Exercise requirements
Below are records; transcribe only the line with "the boat mast" and those after it, through the last line, without any change.
--------
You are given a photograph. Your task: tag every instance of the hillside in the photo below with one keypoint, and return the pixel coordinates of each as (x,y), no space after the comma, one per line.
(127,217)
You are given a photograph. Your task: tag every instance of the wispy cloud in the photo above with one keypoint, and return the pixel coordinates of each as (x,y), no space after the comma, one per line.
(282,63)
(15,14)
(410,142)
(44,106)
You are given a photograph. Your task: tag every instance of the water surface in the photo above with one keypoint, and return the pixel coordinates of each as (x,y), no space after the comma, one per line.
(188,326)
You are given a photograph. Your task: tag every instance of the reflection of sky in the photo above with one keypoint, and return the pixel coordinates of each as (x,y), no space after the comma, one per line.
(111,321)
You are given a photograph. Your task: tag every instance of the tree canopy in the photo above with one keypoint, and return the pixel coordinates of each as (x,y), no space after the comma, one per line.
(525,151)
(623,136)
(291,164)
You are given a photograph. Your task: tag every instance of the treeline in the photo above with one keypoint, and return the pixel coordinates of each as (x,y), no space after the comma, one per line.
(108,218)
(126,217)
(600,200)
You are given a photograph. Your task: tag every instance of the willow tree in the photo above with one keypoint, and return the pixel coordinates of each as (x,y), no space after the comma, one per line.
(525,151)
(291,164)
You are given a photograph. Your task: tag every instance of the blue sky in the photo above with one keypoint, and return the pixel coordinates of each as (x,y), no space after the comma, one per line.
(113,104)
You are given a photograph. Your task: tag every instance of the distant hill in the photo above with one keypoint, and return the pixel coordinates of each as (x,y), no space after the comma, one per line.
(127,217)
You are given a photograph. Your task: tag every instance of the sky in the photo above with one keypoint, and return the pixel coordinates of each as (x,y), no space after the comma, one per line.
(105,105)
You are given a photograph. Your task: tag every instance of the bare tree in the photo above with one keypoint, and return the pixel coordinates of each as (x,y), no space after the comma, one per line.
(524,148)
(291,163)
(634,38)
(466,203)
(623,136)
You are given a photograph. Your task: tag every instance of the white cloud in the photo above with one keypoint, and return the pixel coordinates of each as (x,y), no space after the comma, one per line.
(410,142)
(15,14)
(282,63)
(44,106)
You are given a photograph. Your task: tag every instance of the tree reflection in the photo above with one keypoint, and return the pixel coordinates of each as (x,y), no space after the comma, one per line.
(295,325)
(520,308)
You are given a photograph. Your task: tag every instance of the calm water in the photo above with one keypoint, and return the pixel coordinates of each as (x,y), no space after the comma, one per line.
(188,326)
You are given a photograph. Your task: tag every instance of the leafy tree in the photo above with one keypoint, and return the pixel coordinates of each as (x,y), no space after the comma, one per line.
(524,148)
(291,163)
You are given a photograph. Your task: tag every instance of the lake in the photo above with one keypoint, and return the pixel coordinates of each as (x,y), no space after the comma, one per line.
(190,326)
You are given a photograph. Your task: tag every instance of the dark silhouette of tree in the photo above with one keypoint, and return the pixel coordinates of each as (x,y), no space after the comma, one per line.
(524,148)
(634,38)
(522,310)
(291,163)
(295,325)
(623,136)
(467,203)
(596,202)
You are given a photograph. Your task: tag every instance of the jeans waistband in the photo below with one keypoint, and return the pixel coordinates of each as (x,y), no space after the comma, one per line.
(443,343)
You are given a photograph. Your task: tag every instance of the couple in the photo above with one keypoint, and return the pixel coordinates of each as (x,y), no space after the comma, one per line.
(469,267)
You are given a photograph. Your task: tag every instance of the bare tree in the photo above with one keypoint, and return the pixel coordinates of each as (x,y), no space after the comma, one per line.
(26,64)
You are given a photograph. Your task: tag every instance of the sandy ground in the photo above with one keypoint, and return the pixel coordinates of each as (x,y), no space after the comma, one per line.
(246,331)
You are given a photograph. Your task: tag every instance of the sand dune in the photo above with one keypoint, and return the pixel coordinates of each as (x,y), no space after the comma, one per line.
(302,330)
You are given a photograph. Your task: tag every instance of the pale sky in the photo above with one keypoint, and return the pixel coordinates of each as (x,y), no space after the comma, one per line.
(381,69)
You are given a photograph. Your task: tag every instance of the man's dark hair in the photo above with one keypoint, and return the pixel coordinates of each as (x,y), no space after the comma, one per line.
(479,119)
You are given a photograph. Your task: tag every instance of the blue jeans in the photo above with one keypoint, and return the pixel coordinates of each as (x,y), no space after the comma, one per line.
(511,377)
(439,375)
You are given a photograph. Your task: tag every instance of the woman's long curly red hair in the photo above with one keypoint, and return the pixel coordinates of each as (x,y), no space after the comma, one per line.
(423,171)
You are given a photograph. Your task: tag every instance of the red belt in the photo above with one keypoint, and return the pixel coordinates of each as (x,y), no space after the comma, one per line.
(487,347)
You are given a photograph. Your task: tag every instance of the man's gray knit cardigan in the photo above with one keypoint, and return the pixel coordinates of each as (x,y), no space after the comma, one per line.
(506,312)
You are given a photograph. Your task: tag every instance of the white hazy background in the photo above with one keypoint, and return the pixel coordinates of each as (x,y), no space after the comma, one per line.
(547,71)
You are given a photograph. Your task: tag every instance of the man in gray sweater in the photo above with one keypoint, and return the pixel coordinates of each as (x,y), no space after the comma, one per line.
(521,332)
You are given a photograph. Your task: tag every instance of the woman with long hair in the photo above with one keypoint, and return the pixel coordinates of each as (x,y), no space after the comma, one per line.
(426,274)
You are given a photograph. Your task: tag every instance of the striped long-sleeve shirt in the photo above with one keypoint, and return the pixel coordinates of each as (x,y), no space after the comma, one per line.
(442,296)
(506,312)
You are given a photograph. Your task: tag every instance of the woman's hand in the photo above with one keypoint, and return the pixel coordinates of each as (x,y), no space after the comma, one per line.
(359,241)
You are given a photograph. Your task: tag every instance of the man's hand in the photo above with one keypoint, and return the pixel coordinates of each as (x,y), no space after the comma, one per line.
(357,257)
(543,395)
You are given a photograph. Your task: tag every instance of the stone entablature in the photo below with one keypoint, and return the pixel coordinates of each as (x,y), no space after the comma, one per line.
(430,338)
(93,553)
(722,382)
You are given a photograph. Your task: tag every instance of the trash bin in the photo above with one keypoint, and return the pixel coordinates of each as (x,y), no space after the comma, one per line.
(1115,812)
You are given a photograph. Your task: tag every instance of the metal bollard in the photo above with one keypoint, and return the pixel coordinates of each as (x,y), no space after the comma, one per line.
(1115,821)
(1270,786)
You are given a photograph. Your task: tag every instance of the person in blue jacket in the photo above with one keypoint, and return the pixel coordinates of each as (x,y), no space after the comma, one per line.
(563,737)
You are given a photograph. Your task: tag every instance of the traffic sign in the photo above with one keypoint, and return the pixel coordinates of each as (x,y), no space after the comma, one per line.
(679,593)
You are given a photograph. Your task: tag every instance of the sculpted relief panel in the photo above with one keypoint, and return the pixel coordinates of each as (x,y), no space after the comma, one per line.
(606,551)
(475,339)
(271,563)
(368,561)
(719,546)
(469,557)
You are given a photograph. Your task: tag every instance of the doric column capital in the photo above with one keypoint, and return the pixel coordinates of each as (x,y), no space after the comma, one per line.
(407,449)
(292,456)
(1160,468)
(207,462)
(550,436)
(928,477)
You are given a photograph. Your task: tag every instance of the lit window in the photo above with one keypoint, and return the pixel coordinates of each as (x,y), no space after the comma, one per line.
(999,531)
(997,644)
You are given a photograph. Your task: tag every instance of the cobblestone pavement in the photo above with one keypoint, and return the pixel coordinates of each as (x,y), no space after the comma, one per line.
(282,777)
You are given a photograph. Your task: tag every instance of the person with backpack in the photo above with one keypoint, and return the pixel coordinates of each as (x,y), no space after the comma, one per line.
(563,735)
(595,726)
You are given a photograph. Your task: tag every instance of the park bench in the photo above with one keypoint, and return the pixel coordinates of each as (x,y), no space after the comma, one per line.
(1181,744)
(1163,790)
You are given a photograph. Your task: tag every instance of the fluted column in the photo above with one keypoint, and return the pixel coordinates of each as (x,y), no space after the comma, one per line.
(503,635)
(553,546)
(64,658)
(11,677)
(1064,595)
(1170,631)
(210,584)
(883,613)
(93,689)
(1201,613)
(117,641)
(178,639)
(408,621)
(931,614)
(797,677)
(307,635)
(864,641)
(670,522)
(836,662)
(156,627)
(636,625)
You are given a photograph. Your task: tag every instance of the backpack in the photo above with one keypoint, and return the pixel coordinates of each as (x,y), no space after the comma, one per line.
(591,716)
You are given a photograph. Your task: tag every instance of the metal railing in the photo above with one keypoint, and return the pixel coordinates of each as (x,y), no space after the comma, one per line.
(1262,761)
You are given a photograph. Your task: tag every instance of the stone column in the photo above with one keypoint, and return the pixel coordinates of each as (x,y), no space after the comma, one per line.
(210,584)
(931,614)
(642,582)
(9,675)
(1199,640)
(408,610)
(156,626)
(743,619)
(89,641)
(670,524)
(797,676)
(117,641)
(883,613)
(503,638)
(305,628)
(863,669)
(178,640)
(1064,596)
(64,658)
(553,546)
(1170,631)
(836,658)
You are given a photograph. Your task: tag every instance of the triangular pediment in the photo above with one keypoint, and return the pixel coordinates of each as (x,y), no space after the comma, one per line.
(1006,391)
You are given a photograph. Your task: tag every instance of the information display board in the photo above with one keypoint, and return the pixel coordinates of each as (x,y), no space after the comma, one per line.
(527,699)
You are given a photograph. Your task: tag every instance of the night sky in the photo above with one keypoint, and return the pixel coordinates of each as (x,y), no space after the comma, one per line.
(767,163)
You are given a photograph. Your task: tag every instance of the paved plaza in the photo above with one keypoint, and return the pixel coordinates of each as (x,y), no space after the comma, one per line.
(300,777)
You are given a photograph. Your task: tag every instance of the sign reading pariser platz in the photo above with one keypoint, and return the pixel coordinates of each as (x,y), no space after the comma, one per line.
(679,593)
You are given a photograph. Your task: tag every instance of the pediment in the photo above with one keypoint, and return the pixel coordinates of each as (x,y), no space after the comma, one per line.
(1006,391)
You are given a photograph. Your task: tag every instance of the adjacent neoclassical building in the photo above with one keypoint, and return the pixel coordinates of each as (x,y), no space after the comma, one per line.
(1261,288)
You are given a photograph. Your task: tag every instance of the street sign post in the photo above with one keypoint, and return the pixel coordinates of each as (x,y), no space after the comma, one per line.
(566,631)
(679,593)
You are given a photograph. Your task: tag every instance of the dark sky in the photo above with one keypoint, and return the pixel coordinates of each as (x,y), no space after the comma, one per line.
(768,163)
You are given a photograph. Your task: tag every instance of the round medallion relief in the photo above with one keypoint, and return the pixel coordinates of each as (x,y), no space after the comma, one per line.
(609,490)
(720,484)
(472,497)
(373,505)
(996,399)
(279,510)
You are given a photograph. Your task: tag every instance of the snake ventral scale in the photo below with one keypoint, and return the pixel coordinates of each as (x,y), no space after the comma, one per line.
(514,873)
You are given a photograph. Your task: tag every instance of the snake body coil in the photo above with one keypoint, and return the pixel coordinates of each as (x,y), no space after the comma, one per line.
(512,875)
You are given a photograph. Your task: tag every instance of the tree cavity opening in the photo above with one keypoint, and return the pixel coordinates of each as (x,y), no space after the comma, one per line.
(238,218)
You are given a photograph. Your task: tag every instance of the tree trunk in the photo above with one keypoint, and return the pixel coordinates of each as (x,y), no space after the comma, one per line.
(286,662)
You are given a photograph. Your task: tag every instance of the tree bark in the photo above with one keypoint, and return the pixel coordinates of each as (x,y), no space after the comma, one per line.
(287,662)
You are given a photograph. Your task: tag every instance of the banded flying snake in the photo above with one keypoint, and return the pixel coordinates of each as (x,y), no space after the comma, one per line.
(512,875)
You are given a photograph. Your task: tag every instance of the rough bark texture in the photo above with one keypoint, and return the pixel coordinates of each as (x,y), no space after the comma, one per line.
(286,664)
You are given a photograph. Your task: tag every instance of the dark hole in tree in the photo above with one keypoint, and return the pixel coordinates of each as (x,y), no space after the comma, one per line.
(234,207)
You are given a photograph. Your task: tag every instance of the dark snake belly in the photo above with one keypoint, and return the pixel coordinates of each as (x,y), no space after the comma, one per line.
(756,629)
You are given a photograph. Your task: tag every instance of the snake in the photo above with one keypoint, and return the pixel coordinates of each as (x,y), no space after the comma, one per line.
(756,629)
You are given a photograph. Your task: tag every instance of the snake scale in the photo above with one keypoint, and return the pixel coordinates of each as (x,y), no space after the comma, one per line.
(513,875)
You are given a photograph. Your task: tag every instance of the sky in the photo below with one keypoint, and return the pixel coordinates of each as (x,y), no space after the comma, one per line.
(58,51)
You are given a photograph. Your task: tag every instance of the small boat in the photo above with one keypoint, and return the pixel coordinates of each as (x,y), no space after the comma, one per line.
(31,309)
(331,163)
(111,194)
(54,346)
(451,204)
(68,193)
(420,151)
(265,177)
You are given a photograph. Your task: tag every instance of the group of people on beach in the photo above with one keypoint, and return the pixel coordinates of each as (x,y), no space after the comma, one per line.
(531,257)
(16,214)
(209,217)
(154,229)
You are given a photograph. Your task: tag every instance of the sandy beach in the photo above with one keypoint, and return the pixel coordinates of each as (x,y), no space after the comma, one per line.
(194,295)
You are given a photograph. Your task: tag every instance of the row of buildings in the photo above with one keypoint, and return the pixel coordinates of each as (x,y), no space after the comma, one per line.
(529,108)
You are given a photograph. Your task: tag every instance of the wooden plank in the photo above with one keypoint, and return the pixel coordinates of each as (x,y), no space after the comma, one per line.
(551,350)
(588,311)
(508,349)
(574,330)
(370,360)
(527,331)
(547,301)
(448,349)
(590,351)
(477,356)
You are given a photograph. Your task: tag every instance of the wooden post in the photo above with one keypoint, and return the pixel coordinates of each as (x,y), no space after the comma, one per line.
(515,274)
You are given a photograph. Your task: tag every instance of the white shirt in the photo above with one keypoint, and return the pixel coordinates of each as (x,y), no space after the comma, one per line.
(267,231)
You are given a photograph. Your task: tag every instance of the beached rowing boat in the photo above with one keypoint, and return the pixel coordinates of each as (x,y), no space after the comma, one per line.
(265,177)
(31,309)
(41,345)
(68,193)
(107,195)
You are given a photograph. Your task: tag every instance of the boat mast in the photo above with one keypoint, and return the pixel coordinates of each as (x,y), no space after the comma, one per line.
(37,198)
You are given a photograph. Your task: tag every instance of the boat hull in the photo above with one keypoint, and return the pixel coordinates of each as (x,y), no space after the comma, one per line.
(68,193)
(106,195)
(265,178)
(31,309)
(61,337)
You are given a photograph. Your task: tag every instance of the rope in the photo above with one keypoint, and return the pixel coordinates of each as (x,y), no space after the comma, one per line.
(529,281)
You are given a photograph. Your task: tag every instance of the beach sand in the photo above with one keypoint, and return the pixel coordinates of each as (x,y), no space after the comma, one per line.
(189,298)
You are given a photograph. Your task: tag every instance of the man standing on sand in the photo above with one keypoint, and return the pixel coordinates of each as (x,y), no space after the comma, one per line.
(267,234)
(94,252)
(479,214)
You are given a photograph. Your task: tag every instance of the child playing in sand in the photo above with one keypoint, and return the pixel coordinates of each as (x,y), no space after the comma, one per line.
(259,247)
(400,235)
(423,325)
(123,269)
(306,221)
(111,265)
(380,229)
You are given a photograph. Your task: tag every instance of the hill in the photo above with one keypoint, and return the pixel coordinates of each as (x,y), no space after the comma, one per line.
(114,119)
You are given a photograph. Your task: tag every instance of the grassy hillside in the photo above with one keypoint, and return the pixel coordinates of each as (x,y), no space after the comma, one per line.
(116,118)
--------
Completed task
You are given a photograph. Your task: tag every instance of the boat mast in the photo above with one keypoint, and return the pixel coordinates of each as (x,y), no space after the comma, one per line.
(37,198)
You are given a photograph. Your task: tag every instance of the boat hull in the photo above with one keypoint, and return the pixel coordinates of each as (x,y), no space after the comma, one per line.
(68,193)
(106,195)
(265,178)
(31,309)
(61,337)
You are given a photograph. Your task: tag every instance of the rope in the photo above with one keypoint, and return the pixel coordinates of each as (x,y), no space after the comma, one per line.
(529,281)
You are given a photograph. Your task: tag every instance of the beach sand in the photo above with one keypoint, and return the pixel coordinates of each as (x,y), no space after the comma, one per line.
(189,298)
You are given a photograph. Your task: tag every instance of the man standing on sand in the photo above with one keypoint, and return the pixel coordinates of each as (x,y), no space after the comma, one per line.
(267,234)
(94,252)
(479,214)
You are given a photograph. Your task: tag every instance of the child playing in sand in the photo above with one keypoint, and return the pixel coordinates of each as (x,y), no space after the comma, one per line.
(259,247)
(400,235)
(423,325)
(123,269)
(306,221)
(111,265)
(380,229)
You are given a photograph. Your task: tag every instance of the hill in the photo above with one keypoint, and return the pixel coordinates of each as (x,y), no space after the comma, one per line.
(114,119)
You are given a photograph. Your task: tag every instance of the grassy hillside in the photo above with one keypoint, and return the pixel coordinates of each as (x,y), no space after the comma, one per line.
(116,118)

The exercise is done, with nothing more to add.